>>>>>

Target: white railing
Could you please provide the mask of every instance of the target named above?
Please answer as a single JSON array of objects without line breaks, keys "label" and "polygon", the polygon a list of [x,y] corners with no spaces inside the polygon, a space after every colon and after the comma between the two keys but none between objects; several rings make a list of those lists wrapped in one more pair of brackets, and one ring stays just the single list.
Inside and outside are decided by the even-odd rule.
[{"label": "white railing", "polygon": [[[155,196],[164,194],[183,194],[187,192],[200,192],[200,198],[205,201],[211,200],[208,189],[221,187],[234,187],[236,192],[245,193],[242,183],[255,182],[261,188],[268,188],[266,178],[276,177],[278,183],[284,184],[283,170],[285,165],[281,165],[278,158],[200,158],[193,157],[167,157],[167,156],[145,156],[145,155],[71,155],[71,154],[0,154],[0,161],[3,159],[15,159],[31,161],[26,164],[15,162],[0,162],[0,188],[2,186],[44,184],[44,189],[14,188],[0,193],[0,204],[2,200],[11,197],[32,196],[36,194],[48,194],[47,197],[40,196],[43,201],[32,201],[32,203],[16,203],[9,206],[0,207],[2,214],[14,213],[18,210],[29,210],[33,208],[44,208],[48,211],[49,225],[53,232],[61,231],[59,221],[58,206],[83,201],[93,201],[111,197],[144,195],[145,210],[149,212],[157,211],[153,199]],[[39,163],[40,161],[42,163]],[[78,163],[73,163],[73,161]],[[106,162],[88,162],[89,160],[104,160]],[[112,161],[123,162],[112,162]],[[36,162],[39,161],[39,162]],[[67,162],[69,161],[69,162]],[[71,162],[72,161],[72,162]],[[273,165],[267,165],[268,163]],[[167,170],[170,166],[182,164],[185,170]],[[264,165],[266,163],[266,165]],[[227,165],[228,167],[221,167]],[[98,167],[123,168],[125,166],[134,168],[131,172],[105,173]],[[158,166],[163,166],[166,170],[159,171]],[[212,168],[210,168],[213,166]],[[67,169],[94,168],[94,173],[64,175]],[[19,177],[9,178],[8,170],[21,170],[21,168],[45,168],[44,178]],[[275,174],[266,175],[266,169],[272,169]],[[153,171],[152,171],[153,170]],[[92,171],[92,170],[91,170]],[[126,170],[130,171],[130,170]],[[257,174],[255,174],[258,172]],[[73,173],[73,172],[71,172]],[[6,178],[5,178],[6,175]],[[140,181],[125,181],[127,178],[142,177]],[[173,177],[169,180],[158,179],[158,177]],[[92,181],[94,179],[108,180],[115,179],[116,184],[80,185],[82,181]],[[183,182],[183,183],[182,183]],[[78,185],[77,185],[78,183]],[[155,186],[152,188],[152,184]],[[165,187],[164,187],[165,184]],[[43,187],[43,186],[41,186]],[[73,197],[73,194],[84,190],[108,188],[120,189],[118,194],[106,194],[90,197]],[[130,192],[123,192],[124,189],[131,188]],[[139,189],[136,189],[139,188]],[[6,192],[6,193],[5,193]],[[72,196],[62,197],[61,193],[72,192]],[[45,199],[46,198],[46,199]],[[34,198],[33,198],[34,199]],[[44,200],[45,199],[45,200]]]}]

<<<<<

** EXERCISE REQUIREMENTS **
Go through the data above from its first line and copy each line exactly, stopping once the line with "Please answer as" has been copied.

** SOLUTION **
Target: white railing
Could you please provide the mask of every instance of the target named above?
Please answer as a single JSON array of objects without line breaks, keys "label" and "polygon", the polygon a list of [x,y] corners with no spaces inside the polygon, a space after every colon and after the comma between the two keys but none between objects; several rings make a list of those lists wrapped in one more pair of brackets, and one ring stays just the single list.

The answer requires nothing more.